Bless the LORD, O you his angels,
you mighty ones who do his bidding,
obedient to his spoken word.
Bless the LORD, all his hosts,
his ministers that do his will.
Bless the LORD, all his works,
in all places of his dominion. (vv. 20-22, NRSV)

At last the psalmist settles back from searching the ways of God and humanity. Now quietly and with utter awe he ends as he began: "Bless the LORD, O my soul" (vs. 22, NRSV).      It is a hymn of exquisite beauty and profound piety, exploring to its furthest reaches the greatness of God. Deep in its middle, we are given some thoughtful lines that often find their way into the readings at a funeral-and with good reason. The words are simple and haunting. They tell us what we know. The words tell us that human life is brief and that one day we shall be forgotten:

As for mortals, their days are
      like grass:
they flourish like a flower
      of the field;
for the wind passes over it,
      and it is gone,
and its place knows it no
more. (vv. 15-16, NRSV)

The career that begins in a nurse's arms and moves on through school and painful adolescence, on through the years of strength and usefulness, till we become childishly old and have to be carried again-that career seen from near its end can seem so short.
      Any pastor who spends time among old Christians will receive, almost without exception, the same answer to his question about it. You ask an aged Christian woman a question about her life: "Did it go fast?" The question touches a sensitive place: "I cannot believe," says the woman, "that my life is nearly over. I remember perfectly what my third grade teacher said to me one day when I handed in my poster. I remember Christmases at home with my family as if they happened three Decembers ago. But now I'm old and little and nearly done."
      Walter Burghardt wrote about this when he turned seventy. The decline begins at thirty, he says, but now it is transparent. It is undeniable. Joints ache, tissues dry up, ligaments heal slowly. Things like cabbage irritate one's innards. The flesh that gloried in its strength, that quickened in desire, is now wasting. Once a month, wrote Burghardt, the bell tolls for someone I know.
      A Christian person advanced in years slows, turns, and looks back. It has all gone so fast! Now, already, the body that has been a moving temple of the Holy Spirit across the years can move no further. And one day, the Lord whom we seek suddenly comes to his temple and reaches for us.
      "Our lives are like grass!" says the psalmist. A blade of grass sprouts and pushes its way up among the crowd of young blades. It stands tall with the rest of the crowd. Then, one day, a good sharp wind lays it low and it is gone. Like grass.
      Or like a flower! Once, in this place, under these skies, among these trees, along these lakes and flats, human persons flourished. Persons with roots, growth, color, complexity, and a unique sort of beauty. But now, years later, nobody remembers them. Their place knows them no more.
      People are born. They grow-some straight, some crooked, some wild. Generations of people. You do not have to be a romantic or a French existentialist pacing some smoke-filled room to wonder over the meaning of all this parading and passing of the generations. The wise men of the Old Testament already had their wonder about it. You know those places in Psalm 90 and Isaiah 40, in Job and Ecclesiastes, those matchless places where the theme recurs.

"A mortal, born of woman,
      few of days and full of trouble,
comes up like a flower and withers,
      flees like a shadow and does not last,"

says Job 14:1-2 (NRSV, emphasis mine). Or like a dream, says Psalm 90:5. O God, you sweep us away like a dream!

* **Box annotations for photos**:
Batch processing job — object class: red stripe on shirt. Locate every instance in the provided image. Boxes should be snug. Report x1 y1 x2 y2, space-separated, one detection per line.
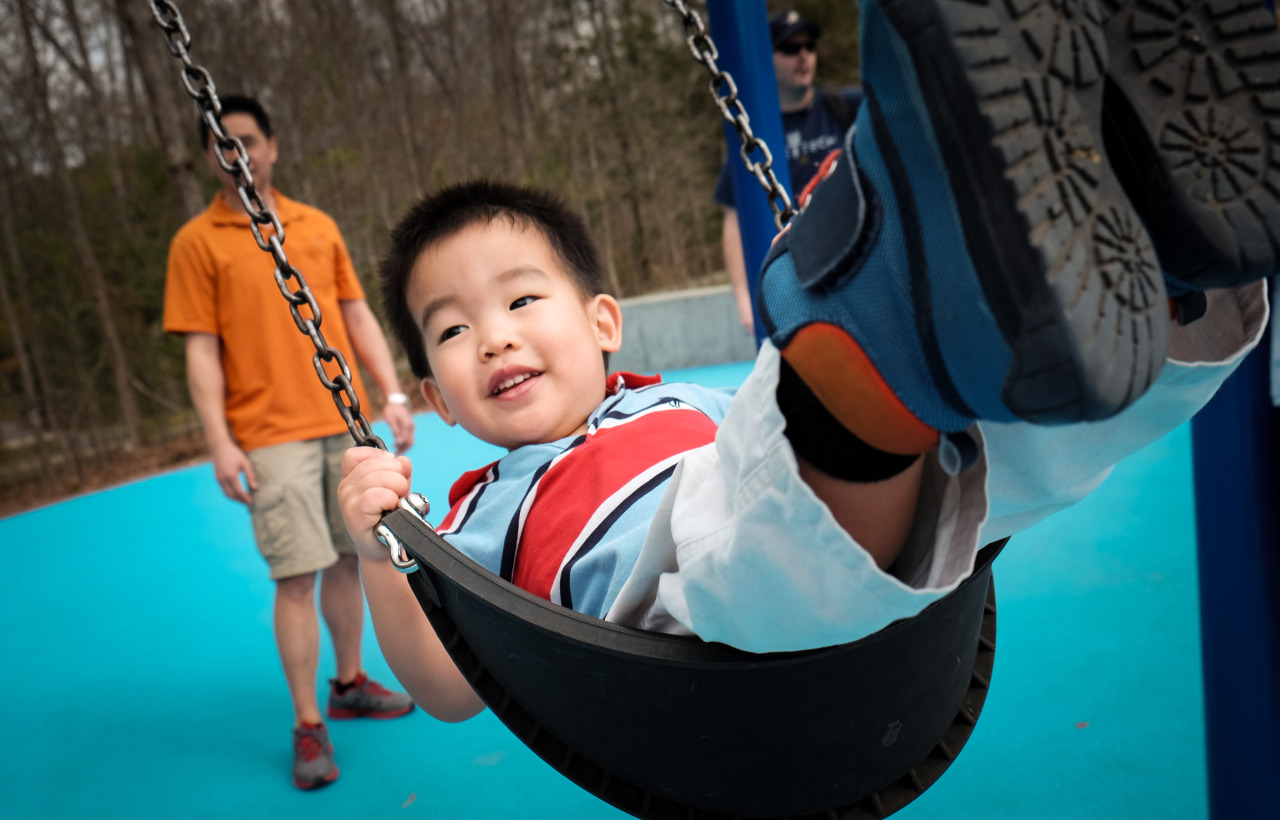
512 408 716 600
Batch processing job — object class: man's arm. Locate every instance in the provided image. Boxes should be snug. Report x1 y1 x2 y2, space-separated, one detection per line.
338 446 484 723
183 333 257 504
338 299 413 454
721 207 755 333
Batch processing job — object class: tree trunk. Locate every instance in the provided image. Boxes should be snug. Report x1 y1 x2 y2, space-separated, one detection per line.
18 0 142 452
0 168 83 481
113 0 206 219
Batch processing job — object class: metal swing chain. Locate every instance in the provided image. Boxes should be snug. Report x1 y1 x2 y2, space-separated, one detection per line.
664 0 795 230
151 0 387 450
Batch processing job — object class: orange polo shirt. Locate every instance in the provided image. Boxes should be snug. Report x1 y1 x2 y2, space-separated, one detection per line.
164 191 369 450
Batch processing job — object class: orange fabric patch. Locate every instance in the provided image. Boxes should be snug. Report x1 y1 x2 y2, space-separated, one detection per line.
164 192 369 450
782 322 938 455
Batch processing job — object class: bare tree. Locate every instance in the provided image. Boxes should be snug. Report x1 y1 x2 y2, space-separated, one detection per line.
112 0 205 219
18 0 142 449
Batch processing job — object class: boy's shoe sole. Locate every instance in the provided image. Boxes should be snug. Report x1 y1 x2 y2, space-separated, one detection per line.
1100 0 1280 288
863 0 1169 423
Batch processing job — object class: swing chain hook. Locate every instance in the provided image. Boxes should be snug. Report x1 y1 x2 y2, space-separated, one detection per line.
151 0 387 450
374 493 431 574
666 0 795 230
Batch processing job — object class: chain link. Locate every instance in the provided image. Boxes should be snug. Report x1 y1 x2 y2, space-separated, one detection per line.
666 0 795 230
151 0 387 450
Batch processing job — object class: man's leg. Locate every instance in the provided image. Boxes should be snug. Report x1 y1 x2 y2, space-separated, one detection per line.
320 435 413 718
320 555 365 684
250 441 338 789
275 573 323 725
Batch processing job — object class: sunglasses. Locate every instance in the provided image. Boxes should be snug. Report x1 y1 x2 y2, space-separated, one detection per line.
773 42 817 58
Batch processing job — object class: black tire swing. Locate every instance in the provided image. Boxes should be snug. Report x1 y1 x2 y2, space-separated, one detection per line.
394 510 1005 820
151 0 1005 820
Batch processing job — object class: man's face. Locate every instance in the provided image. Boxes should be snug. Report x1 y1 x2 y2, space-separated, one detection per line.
404 219 622 449
205 111 278 196
773 32 818 96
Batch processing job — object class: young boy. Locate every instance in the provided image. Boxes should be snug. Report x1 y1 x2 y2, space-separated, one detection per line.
339 6 1280 719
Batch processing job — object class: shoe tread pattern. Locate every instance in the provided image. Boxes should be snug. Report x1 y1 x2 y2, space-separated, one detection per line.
890 0 1167 423
1102 0 1280 287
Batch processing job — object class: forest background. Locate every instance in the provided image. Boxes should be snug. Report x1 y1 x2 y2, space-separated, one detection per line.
0 0 858 516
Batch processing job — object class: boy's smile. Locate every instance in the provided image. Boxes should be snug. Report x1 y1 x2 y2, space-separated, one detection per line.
406 216 622 449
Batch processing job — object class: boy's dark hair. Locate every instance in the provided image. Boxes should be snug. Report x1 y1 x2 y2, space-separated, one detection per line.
380 179 608 379
198 95 273 151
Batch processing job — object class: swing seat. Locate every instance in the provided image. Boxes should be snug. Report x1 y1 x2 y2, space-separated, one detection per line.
384 510 1005 820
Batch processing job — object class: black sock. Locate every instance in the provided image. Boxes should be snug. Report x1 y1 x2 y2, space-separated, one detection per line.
777 359 919 484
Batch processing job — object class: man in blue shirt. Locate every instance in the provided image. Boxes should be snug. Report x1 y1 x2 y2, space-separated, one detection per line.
714 10 863 333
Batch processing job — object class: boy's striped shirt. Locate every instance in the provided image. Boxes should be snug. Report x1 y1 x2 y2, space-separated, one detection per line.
439 374 731 618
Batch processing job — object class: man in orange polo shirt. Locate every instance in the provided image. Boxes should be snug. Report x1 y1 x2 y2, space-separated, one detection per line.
164 96 413 789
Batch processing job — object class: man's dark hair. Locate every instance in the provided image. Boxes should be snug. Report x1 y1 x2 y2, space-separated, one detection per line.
380 179 608 379
198 95 273 151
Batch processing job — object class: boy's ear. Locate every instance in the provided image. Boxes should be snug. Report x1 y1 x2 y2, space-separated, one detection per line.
419 376 458 427
588 293 622 353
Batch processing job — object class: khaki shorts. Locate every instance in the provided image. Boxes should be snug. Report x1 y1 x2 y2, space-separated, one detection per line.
248 434 356 581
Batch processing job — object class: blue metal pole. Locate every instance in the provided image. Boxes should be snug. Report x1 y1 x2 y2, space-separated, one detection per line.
707 0 791 344
1187 326 1280 820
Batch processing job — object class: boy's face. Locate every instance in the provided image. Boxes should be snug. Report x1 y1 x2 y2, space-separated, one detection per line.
406 219 622 449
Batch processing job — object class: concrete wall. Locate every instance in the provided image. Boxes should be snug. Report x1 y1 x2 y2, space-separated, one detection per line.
609 285 755 374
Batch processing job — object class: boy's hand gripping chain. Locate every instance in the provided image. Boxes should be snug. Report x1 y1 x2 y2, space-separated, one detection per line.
151 0 430 573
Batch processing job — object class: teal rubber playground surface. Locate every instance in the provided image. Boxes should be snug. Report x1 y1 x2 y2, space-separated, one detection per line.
0 365 1208 820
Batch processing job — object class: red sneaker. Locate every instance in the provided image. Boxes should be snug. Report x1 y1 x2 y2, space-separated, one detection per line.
329 672 413 719
293 725 338 789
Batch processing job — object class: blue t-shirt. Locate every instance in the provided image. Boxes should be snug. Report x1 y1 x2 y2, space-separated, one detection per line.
436 374 732 618
714 88 863 207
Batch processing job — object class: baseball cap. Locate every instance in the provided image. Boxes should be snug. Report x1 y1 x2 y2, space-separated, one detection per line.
769 9 822 46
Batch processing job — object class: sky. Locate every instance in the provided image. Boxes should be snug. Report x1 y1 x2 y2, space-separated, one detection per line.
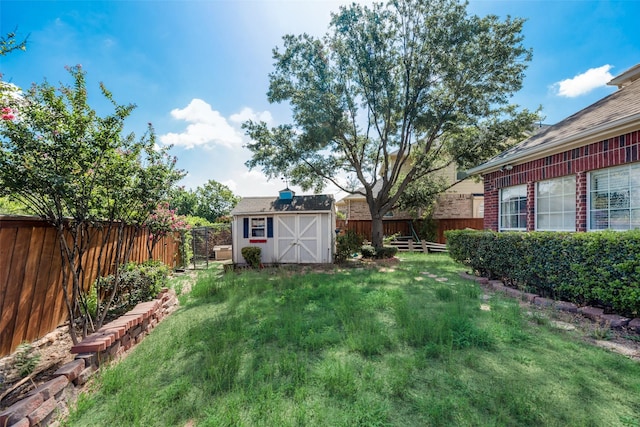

* **Task requirements**:
Which books of the Bible are mentioned by name in the reflection on human life being like grass? List each book once.

* **Expected output**:
Psalms, Isaiah, Job, Ecclesiastes